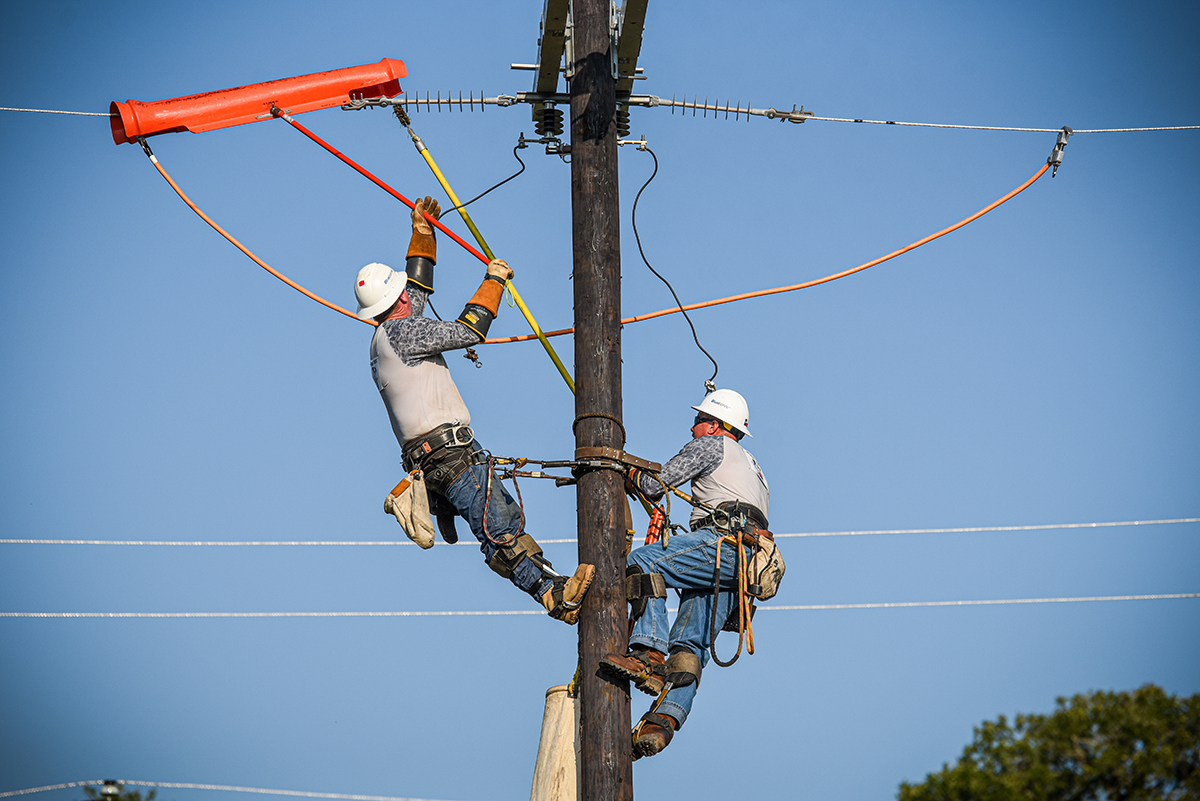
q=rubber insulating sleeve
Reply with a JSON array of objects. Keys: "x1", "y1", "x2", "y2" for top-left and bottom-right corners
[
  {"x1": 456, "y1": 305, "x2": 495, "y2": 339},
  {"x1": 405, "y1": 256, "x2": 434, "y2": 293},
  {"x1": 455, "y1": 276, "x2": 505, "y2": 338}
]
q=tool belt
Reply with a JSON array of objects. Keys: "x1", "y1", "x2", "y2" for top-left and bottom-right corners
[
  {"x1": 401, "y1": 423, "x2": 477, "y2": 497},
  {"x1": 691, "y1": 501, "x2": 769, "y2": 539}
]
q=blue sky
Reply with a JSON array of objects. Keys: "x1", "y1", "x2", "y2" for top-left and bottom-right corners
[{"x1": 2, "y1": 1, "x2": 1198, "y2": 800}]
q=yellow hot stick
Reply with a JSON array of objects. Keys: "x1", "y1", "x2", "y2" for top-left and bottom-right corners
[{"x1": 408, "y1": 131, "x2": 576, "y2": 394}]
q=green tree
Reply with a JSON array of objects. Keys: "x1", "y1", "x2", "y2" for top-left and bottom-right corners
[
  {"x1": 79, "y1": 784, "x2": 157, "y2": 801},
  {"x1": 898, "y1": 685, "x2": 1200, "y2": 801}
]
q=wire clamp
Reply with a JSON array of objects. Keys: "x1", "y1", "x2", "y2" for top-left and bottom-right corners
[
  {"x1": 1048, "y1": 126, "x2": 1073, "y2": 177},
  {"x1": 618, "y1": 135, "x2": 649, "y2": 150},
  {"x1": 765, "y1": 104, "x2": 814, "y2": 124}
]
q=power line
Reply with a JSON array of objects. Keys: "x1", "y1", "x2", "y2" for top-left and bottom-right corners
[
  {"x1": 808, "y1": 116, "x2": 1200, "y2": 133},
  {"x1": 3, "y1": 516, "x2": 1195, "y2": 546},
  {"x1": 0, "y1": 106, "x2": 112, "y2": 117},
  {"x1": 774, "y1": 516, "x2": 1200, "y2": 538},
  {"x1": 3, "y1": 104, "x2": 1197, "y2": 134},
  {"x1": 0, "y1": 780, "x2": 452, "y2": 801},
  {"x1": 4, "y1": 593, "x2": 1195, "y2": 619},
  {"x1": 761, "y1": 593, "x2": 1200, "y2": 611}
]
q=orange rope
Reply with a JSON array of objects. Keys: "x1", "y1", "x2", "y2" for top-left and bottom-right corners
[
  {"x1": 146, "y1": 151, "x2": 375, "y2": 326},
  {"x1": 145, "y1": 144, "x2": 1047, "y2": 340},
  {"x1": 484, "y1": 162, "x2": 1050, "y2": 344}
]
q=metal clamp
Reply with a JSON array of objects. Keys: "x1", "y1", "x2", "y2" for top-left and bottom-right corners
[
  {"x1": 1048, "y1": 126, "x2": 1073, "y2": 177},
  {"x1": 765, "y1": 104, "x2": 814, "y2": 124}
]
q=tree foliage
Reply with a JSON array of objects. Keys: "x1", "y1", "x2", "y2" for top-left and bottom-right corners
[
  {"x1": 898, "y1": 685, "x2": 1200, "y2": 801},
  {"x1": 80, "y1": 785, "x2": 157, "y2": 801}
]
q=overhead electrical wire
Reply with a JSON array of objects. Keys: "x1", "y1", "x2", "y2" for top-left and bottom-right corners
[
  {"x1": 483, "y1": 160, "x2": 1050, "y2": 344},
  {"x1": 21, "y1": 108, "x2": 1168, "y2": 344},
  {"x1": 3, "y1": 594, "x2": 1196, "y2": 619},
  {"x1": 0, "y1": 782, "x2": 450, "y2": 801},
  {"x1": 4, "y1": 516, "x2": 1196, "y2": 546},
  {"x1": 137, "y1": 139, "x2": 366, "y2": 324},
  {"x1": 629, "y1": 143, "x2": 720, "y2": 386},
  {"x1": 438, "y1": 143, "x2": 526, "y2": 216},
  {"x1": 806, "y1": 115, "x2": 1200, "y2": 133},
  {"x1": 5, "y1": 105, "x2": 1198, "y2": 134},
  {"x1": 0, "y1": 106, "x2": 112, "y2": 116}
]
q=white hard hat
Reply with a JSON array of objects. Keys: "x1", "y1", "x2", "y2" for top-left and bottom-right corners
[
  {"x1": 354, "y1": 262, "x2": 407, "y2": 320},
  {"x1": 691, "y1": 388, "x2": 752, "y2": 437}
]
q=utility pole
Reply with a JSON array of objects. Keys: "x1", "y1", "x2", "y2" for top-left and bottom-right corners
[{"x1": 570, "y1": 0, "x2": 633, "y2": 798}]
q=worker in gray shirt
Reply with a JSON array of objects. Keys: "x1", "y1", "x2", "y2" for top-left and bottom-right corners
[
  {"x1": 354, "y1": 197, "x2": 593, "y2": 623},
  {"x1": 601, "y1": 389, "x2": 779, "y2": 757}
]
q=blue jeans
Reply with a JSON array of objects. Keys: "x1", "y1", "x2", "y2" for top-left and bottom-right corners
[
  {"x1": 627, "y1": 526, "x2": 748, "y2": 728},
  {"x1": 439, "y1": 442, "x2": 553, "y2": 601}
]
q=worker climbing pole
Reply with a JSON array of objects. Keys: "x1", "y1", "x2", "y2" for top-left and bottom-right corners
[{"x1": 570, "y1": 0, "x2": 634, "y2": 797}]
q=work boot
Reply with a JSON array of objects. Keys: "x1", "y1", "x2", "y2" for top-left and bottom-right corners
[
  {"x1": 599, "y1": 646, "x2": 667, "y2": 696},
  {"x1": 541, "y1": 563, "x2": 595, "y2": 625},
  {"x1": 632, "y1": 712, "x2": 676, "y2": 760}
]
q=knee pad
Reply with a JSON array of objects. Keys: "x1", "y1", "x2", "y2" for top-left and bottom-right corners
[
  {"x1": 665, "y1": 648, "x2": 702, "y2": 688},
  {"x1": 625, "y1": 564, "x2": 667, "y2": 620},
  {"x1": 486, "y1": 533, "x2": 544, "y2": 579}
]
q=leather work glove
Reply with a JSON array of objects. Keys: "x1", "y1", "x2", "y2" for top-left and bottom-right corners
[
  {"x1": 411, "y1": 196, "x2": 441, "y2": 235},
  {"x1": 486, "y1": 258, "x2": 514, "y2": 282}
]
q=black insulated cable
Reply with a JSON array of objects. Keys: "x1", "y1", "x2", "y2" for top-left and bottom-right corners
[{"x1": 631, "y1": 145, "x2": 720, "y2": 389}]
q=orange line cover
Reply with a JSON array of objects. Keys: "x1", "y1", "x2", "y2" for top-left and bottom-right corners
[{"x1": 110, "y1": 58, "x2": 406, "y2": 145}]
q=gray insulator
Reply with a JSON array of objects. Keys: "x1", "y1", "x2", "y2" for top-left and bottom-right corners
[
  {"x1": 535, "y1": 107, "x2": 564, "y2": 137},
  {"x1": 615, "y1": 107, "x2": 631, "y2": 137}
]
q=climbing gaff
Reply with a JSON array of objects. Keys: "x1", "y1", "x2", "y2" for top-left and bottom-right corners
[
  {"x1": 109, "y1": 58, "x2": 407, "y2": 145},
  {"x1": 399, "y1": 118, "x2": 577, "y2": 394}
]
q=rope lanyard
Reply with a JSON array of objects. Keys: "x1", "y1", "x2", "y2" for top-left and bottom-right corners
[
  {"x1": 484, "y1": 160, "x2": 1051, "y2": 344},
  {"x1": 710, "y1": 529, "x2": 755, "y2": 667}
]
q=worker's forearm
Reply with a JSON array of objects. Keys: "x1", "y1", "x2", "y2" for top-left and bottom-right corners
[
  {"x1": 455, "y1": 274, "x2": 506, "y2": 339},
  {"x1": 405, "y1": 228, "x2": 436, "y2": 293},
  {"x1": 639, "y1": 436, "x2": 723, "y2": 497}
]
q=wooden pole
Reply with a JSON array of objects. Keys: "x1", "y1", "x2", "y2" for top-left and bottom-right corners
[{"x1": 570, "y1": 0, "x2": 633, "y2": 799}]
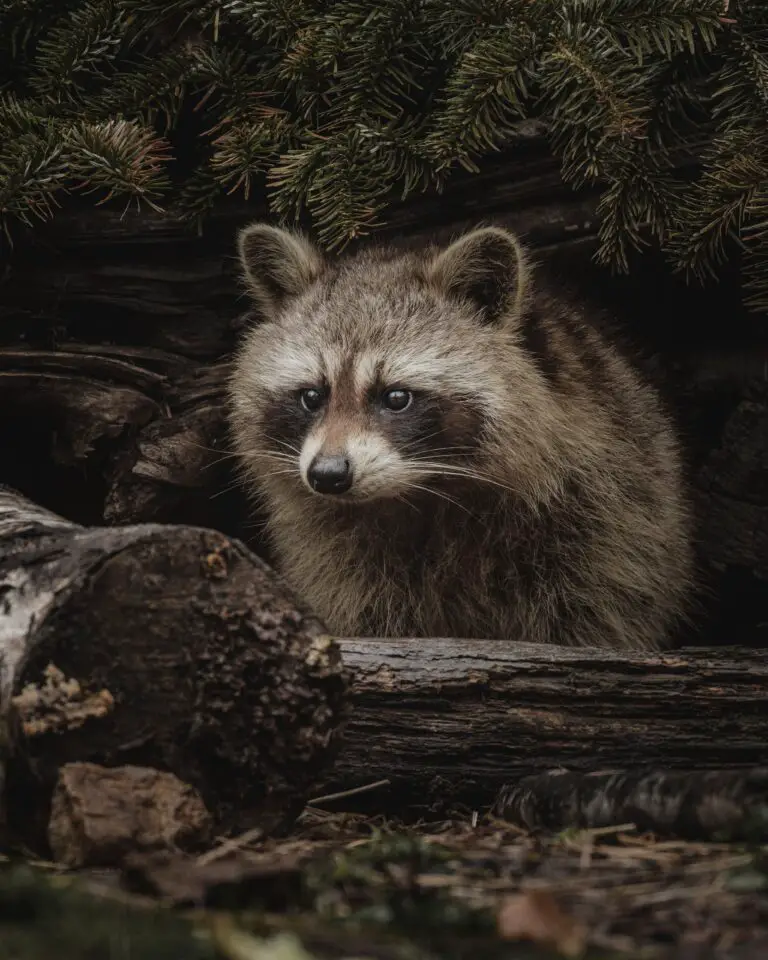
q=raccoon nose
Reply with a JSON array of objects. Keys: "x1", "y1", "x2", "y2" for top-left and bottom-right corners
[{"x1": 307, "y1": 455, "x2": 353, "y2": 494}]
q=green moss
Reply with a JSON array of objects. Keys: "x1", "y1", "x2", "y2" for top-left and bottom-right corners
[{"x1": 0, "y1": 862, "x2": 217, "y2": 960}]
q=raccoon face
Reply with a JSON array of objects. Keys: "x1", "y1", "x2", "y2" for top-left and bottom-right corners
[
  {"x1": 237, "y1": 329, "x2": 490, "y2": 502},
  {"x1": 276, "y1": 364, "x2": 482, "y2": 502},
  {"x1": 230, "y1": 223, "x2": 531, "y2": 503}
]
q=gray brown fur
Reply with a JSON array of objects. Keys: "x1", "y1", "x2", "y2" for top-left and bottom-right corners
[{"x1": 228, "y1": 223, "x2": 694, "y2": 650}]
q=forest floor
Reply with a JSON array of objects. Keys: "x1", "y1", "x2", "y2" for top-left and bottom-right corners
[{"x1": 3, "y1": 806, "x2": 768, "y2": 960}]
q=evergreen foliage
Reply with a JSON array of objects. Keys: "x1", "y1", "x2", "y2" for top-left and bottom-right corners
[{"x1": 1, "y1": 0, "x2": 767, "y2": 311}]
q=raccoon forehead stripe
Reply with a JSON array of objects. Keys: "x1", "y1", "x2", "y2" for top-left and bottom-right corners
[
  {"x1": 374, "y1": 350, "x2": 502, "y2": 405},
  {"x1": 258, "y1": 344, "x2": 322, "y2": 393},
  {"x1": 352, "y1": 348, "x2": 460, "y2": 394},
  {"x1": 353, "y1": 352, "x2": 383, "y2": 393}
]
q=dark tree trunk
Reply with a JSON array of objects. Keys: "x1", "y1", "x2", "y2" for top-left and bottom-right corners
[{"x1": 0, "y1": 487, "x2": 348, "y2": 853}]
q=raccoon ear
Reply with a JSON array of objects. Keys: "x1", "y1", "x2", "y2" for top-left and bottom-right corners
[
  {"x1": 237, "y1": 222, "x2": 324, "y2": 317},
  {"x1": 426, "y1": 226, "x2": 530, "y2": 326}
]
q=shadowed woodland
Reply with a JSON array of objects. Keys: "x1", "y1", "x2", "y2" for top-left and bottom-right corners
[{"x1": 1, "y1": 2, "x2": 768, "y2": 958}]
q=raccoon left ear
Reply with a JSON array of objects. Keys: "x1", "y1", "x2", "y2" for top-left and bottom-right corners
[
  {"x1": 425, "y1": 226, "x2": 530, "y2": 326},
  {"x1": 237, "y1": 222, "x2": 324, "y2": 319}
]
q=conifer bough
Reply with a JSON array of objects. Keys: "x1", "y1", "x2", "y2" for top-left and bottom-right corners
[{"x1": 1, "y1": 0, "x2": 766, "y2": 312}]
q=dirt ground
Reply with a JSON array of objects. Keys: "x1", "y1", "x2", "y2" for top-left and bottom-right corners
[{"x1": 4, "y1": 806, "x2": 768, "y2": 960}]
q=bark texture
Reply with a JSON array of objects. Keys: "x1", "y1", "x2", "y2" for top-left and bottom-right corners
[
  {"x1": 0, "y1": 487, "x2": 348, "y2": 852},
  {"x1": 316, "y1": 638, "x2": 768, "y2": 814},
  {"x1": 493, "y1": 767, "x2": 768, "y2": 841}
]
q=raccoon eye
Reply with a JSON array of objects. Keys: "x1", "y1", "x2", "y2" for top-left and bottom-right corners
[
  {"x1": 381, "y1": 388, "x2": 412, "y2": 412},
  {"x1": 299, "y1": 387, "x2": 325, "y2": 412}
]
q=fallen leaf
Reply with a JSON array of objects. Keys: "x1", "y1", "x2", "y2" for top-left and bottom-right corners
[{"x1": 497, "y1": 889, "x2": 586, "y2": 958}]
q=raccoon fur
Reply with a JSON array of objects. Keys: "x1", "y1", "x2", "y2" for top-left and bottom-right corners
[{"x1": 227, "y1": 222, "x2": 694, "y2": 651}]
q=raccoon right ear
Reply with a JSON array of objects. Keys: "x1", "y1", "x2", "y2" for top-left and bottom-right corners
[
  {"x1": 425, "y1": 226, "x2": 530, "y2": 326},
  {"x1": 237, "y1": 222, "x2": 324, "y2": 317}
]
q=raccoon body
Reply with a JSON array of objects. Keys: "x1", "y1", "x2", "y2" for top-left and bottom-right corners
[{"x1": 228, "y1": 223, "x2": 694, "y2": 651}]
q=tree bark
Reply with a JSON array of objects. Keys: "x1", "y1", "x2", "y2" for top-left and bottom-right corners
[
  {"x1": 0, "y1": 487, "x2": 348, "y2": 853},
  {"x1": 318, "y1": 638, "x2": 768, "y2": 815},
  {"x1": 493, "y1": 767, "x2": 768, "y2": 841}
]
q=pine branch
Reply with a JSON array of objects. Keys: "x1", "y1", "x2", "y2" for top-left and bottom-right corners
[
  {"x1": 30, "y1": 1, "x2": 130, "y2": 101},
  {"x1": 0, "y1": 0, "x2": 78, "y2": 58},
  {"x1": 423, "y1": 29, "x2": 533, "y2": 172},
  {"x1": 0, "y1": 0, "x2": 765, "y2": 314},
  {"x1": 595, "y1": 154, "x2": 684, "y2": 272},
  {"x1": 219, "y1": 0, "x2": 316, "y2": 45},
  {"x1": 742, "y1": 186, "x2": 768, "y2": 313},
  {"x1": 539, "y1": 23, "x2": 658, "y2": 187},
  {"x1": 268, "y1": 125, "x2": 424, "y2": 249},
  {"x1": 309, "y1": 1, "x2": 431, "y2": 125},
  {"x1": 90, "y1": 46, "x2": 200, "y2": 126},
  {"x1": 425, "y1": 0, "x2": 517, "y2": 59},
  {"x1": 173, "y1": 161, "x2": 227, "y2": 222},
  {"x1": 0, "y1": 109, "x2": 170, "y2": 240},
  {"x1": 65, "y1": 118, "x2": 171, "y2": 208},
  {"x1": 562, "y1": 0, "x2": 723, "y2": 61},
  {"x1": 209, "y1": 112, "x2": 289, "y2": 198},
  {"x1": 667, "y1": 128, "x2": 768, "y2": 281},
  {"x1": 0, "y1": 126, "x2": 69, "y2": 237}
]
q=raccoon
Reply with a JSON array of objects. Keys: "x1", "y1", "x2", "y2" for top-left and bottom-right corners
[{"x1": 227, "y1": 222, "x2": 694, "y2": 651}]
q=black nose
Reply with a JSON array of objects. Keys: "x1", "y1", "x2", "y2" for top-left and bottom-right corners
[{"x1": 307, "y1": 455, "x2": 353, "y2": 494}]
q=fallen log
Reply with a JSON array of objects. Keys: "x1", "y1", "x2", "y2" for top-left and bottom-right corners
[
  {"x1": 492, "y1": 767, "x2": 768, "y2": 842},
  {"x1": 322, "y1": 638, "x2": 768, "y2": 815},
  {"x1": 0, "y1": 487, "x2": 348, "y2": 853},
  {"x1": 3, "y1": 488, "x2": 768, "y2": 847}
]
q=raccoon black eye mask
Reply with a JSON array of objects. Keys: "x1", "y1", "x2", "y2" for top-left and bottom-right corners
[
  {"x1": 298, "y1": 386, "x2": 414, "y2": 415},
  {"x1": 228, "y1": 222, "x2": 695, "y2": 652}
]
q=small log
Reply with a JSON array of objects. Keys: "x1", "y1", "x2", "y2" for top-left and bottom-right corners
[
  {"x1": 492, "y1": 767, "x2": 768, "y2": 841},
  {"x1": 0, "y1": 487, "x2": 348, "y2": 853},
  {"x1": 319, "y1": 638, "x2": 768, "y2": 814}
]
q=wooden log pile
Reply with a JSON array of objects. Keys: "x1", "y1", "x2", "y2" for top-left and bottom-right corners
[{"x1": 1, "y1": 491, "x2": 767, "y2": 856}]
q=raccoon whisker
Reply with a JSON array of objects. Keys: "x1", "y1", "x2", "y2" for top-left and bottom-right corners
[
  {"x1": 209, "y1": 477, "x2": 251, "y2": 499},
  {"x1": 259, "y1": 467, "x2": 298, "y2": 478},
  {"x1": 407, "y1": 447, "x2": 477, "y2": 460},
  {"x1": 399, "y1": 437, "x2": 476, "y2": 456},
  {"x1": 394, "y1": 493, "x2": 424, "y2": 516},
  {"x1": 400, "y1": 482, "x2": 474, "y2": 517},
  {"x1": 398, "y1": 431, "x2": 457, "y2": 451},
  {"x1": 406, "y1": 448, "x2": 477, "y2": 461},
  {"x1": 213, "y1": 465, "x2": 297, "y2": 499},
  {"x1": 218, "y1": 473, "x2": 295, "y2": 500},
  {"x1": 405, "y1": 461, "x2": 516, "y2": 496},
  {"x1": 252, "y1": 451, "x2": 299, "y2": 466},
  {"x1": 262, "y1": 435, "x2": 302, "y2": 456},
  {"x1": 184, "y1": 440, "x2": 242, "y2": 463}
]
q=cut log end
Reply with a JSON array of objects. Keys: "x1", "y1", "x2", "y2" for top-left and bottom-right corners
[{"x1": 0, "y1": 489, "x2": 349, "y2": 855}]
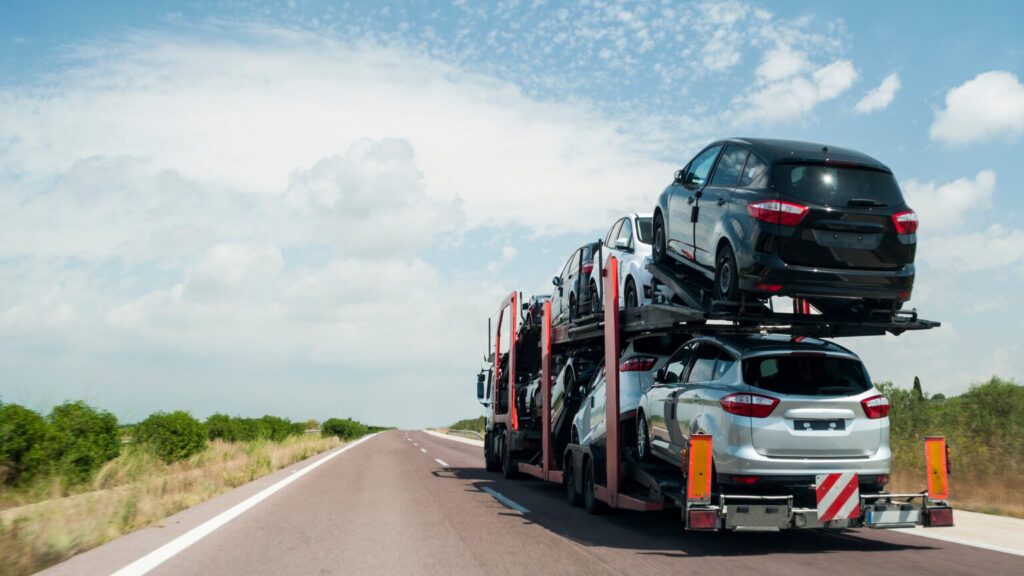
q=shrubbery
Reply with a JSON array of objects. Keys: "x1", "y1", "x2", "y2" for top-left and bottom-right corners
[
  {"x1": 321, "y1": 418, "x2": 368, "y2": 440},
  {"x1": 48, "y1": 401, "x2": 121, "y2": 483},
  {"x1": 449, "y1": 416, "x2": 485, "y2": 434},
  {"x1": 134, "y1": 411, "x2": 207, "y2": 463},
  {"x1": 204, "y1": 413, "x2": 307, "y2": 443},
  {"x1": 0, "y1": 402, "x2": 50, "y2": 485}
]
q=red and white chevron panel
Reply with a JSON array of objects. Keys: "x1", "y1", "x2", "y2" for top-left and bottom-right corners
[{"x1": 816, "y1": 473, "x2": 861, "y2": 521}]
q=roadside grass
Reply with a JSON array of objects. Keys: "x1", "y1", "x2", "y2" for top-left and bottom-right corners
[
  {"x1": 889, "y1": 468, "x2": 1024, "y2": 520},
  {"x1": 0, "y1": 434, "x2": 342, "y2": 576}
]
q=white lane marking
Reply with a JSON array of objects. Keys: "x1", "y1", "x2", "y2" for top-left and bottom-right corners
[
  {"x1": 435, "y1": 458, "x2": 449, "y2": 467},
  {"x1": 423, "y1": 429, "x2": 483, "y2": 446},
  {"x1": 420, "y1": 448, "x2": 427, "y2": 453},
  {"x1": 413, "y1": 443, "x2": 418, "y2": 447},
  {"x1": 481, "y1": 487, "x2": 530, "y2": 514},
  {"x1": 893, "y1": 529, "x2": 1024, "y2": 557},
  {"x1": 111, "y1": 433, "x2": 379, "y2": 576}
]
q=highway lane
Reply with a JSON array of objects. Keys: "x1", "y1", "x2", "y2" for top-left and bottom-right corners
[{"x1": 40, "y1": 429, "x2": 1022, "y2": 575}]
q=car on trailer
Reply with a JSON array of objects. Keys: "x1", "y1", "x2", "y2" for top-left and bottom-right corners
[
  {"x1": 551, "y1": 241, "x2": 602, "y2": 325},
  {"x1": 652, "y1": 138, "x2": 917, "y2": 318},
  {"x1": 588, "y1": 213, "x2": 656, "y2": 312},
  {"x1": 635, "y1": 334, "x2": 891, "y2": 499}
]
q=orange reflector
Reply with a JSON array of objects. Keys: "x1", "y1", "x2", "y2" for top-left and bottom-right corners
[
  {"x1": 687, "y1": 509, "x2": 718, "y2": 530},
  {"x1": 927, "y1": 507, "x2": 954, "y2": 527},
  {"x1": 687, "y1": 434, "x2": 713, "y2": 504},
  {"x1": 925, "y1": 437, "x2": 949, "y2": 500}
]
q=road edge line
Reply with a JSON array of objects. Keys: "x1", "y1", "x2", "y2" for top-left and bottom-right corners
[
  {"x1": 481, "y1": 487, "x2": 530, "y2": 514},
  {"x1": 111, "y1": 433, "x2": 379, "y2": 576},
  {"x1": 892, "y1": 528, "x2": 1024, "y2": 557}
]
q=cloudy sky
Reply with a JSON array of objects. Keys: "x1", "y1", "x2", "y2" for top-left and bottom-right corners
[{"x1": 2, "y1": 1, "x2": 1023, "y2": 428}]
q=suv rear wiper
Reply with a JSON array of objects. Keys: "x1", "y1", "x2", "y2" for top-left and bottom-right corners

**Task goal:**
In the entries above, find the line that contains "q=cut log end" and the line that contains "q=red and white chevron panel". Reproduce exactly those two lines and every line between them, but not the pictures.

**Solution to the problem:**
q=cut log end
Reply with a JSON array of objects. Keys: "x1", "y1", "x2", "y2" for top-left and bottom-right corners
[{"x1": 0, "y1": 489, "x2": 349, "y2": 855}]
q=shrubbery
Reply with a JSON array of objects. Keys: "x1", "y1", "x2", "y2" for top-left and bottom-right corners
[
  {"x1": 321, "y1": 418, "x2": 368, "y2": 440},
  {"x1": 48, "y1": 401, "x2": 121, "y2": 483},
  {"x1": 449, "y1": 416, "x2": 485, "y2": 434},
  {"x1": 134, "y1": 411, "x2": 207, "y2": 463},
  {"x1": 204, "y1": 413, "x2": 307, "y2": 443},
  {"x1": 0, "y1": 402, "x2": 50, "y2": 485}
]
q=red and white chevron panel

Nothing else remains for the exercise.